» **EXERCISE**
Reproduce the records below word for word, leaving out the pictures.

» **SUPPLIED MATERIAL**
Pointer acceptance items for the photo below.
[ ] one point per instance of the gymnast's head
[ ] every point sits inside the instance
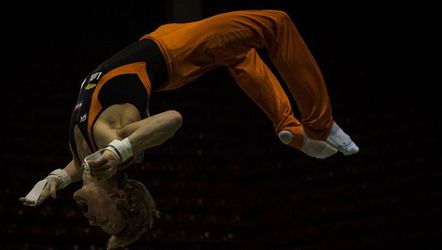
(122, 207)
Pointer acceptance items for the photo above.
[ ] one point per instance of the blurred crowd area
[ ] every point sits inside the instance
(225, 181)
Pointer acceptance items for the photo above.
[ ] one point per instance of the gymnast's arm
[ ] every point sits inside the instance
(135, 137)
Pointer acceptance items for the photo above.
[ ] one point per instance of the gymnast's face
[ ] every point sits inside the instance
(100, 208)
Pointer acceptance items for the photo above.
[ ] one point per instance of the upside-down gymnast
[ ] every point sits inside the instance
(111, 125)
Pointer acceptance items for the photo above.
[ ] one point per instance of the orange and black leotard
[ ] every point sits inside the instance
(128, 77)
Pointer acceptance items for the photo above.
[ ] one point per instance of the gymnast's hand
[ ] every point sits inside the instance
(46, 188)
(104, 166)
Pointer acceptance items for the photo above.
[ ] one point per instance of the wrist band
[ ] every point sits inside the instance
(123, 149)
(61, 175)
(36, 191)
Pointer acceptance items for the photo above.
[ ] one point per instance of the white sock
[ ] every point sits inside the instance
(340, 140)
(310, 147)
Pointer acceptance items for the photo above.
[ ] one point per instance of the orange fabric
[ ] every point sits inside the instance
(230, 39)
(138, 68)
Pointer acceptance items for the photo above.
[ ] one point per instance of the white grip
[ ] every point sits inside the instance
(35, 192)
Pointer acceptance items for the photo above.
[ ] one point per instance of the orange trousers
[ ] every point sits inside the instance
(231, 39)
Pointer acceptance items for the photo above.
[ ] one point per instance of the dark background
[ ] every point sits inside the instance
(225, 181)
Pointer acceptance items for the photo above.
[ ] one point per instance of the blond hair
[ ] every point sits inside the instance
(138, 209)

» **ANSWER**
Pointer acceptance items for the photo below.
[ ] one point per instance of the gymnast's head
[ ] every point sits inside the instance
(122, 207)
Pointer acceptance items for the photo above.
[ ] one point per instance of the blurred crowd area
[ ] every point sits inside the instance
(225, 181)
Pointer acceptance items for the photo above.
[ ] one point per instance of the gymnast's arm
[ ] every point sits inside the instance
(135, 137)
Pointer acceptance items for the photo above.
[ ] one point per instance of the gymnast's face
[ ] every point sits inside the instance
(100, 208)
Pointer acceptance items for the photo above.
[ ] one point per instance of the upside-down gymnast
[ ] every point sits inside the instance
(111, 125)
Pointer acceptance items for the photo above.
[ ] one point per instance of the orange and black leotard
[ ] every point sits inside the instance
(128, 77)
Pointer acceptance items for the photo above.
[ ] one point per instance of the gymnast's hand
[ ] every point sits inside the instance
(46, 188)
(104, 166)
Pointer acceptance items for the photo above.
[ ] one point per instance of the wrist band
[ ] every point sits inside the instance
(123, 149)
(61, 175)
(36, 191)
Pointer acceptance items for the photo above.
[ ] one point per instance of the white sock
[ ] every point sits inside the instance
(340, 140)
(310, 147)
Pointer acceptance items for the photo above.
[ ] one point per instance of the orange fabric
[ ] every point sits inside the instance
(230, 39)
(138, 68)
Pointer acceptance items for the photo above.
[ ] one point per instance of the white grip
[ ] every point sits inside the instance
(35, 192)
Pointer acceptance items for the photo above.
[ ] one point per instance of the orange trousers
[ ] every point sits inside the instance
(231, 39)
Pointer acceptance items for the photo above.
[ ] one point per instance of the dark background
[ ] every point sits inside the instance
(225, 181)
Pointer acceptance items for the photo above.
[ ] one point per instance of the blond hair
[ ] every point sits inside the instance
(138, 209)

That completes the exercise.